POLECENIE
Zamień „gravel” na „dirt” w wierszach od tego z „Reviewer note: check that each instance of the distant” aż po ten z „[[233, 726], [224, 726]]” i podaj je ponownie, nie zmieniając niczego innego.

MATERIAŁ DO ĆWICZENIA
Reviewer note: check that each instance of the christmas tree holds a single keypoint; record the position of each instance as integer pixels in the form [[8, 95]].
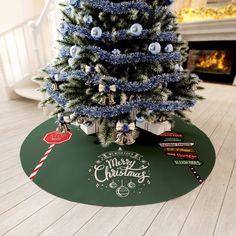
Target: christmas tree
[[118, 63]]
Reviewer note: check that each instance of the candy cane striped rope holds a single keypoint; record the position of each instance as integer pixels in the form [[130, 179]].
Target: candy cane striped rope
[[41, 162]]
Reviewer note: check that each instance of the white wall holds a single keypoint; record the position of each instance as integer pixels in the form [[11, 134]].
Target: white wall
[[14, 12]]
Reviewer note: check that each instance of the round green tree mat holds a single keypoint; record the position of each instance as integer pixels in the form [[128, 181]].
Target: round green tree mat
[[153, 170]]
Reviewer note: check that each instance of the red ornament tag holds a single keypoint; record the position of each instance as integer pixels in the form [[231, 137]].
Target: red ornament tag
[[51, 138], [56, 137]]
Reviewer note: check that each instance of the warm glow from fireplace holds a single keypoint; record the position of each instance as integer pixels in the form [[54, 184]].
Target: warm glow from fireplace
[[206, 13], [216, 60]]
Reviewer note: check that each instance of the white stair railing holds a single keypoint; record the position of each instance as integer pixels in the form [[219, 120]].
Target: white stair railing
[[26, 48]]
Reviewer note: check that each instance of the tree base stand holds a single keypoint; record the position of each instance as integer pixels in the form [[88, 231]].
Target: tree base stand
[[154, 169], [155, 128]]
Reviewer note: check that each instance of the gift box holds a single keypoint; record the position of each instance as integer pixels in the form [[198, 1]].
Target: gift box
[[155, 128], [92, 129]]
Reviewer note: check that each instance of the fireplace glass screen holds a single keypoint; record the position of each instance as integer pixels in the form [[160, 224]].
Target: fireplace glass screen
[[211, 61]]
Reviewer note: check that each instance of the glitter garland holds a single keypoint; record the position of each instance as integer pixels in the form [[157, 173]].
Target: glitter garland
[[121, 34], [119, 8], [133, 58], [109, 111], [121, 85], [129, 58]]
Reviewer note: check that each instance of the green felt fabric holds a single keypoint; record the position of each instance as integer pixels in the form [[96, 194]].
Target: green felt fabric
[[145, 174]]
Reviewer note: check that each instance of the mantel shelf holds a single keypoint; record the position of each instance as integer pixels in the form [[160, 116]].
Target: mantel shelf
[[210, 30]]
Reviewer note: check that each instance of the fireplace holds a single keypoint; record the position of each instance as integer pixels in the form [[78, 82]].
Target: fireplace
[[213, 61]]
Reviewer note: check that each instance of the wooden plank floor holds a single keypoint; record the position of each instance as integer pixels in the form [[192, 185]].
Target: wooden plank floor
[[210, 209]]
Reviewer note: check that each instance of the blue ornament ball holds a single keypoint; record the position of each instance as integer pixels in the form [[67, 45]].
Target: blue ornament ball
[[57, 77], [169, 2], [88, 124], [140, 119], [75, 51], [107, 89], [72, 2], [61, 119], [72, 62], [169, 48], [125, 128], [68, 9], [116, 51], [90, 69], [63, 28], [96, 32], [88, 19], [154, 48], [136, 29]]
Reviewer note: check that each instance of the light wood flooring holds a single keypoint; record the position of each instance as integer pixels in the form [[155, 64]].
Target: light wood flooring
[[210, 209]]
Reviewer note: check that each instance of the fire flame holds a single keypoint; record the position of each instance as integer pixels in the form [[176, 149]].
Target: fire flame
[[216, 60]]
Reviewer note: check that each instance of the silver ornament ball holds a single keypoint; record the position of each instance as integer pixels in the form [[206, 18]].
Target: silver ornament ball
[[154, 48], [169, 48], [96, 32], [75, 50], [136, 29]]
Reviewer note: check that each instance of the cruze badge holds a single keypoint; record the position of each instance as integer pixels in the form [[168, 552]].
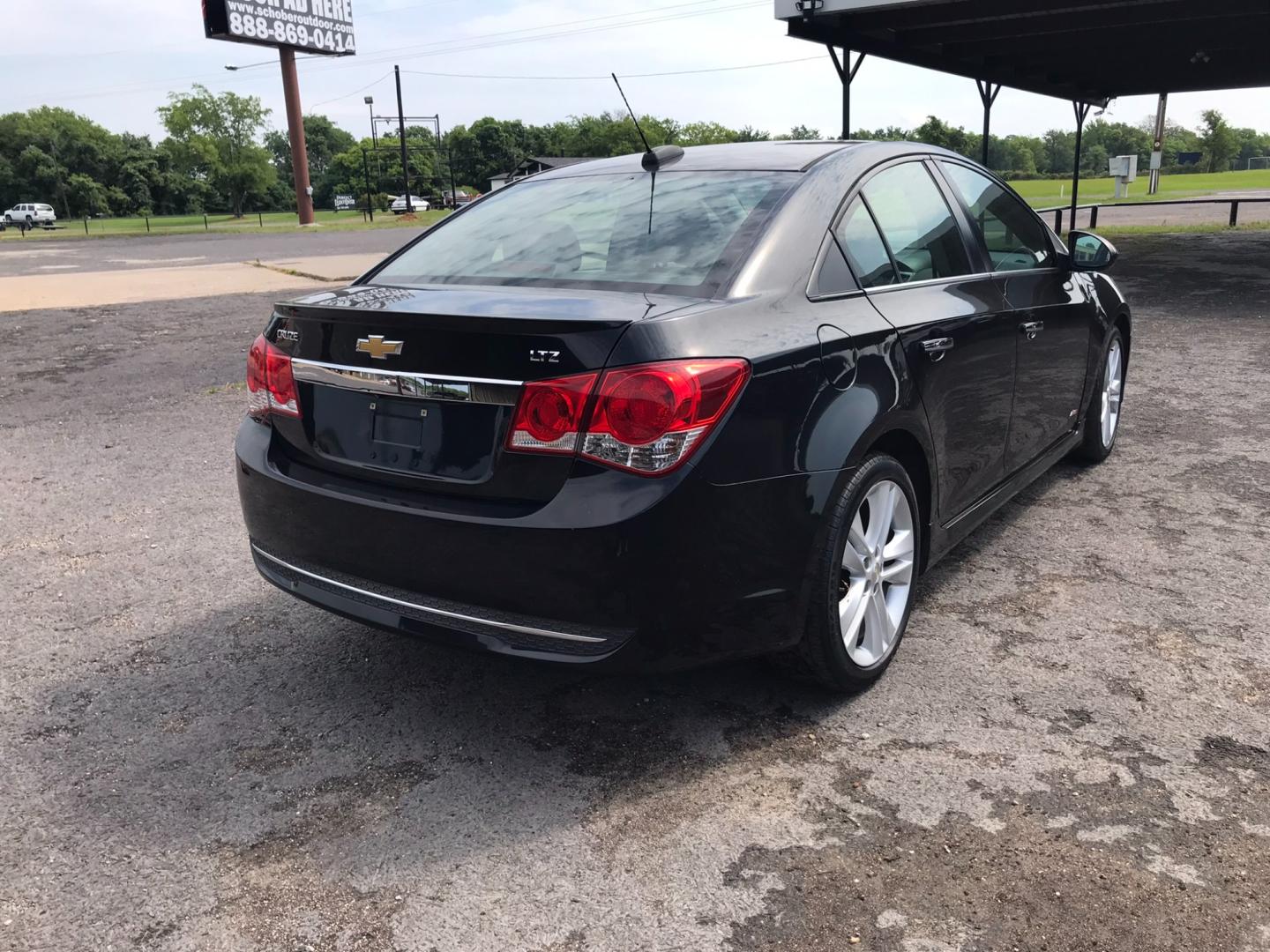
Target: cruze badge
[[378, 348]]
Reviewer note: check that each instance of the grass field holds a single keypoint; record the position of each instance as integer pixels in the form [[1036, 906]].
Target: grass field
[[219, 224], [1050, 193]]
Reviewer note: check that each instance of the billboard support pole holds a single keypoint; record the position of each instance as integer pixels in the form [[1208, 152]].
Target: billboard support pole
[[296, 131], [406, 160], [1157, 146]]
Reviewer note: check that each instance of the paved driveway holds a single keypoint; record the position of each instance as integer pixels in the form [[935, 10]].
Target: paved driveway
[[1071, 752]]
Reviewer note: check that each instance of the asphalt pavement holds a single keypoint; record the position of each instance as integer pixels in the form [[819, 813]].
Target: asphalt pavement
[[42, 256], [1070, 753]]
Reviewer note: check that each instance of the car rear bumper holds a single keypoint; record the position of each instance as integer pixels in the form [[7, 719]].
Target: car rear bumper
[[616, 569]]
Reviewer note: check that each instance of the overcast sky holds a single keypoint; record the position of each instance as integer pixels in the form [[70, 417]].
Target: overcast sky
[[116, 61]]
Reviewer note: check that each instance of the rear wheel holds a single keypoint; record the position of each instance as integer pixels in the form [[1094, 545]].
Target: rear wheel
[[865, 579], [1102, 418]]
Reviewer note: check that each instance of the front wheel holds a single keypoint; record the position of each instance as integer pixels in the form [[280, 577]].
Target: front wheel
[[1102, 418], [865, 580]]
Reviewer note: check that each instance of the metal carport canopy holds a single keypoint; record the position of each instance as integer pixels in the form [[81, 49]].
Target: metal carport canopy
[[1088, 52]]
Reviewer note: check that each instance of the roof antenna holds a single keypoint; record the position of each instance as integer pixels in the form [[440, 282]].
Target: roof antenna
[[653, 158]]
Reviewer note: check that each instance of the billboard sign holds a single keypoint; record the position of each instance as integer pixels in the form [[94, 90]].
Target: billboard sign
[[312, 26]]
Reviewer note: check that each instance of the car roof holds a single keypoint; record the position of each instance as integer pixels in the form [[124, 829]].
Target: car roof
[[779, 155]]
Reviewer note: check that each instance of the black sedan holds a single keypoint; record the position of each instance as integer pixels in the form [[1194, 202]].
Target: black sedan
[[719, 401]]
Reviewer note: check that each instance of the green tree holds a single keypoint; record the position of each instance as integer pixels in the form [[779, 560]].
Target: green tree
[[938, 132], [805, 132], [213, 138], [324, 140], [705, 133], [1218, 141]]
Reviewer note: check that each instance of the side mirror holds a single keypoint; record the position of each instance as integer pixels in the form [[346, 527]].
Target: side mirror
[[1090, 251]]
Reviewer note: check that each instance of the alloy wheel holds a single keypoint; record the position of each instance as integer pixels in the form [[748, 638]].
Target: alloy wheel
[[878, 566], [1113, 389]]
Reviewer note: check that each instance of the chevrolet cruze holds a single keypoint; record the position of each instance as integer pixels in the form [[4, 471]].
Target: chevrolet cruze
[[677, 406]]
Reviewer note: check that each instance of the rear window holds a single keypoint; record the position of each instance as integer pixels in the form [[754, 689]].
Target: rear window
[[681, 233]]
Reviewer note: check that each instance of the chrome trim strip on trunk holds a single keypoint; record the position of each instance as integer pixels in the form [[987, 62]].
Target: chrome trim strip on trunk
[[423, 386], [429, 609]]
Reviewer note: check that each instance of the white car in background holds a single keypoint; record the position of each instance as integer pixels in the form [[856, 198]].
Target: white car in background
[[419, 205], [32, 213]]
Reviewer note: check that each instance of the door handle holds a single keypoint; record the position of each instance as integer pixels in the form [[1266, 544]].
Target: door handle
[[937, 348]]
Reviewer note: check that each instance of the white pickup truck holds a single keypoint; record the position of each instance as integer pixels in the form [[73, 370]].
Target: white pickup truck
[[32, 213]]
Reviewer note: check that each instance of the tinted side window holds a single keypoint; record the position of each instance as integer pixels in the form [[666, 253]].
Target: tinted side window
[[863, 248], [1013, 238], [917, 224]]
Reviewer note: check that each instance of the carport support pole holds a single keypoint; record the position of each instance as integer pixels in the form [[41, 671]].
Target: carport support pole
[[846, 77], [1082, 112], [989, 95], [296, 132]]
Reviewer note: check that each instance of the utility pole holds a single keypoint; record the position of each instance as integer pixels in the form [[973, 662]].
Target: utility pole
[[296, 131], [406, 160], [1157, 147]]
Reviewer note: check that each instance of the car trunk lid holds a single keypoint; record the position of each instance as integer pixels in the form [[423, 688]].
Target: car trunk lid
[[415, 389]]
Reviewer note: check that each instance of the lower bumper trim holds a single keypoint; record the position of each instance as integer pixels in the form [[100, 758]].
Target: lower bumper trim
[[441, 616]]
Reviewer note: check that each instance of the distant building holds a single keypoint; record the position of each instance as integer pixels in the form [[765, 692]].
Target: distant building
[[531, 167]]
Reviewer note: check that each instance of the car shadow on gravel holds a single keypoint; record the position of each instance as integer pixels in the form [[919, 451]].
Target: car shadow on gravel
[[233, 726], [224, 726]]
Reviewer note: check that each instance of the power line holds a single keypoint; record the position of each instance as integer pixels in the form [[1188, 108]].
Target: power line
[[369, 86], [646, 11], [625, 75], [446, 49], [451, 48]]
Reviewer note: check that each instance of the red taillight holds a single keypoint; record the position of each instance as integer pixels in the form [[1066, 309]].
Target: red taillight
[[549, 414], [646, 419], [270, 385]]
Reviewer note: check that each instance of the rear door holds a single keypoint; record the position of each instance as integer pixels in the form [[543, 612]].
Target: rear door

PEŁNA ODPOWIEDŹ
Reviewer note: check that each instance of the distant building holds a single keypoint; record the position of each instance as integer pixels in the form [[765, 692]].
Target: distant building
[[531, 167]]
Reviewer note: check that each instance of the car shadow on dirt holds a single keypoint; record the position of each instance as integer pixels in the form [[919, 451]].
Target: car shadow on dirt
[[233, 726], [224, 726]]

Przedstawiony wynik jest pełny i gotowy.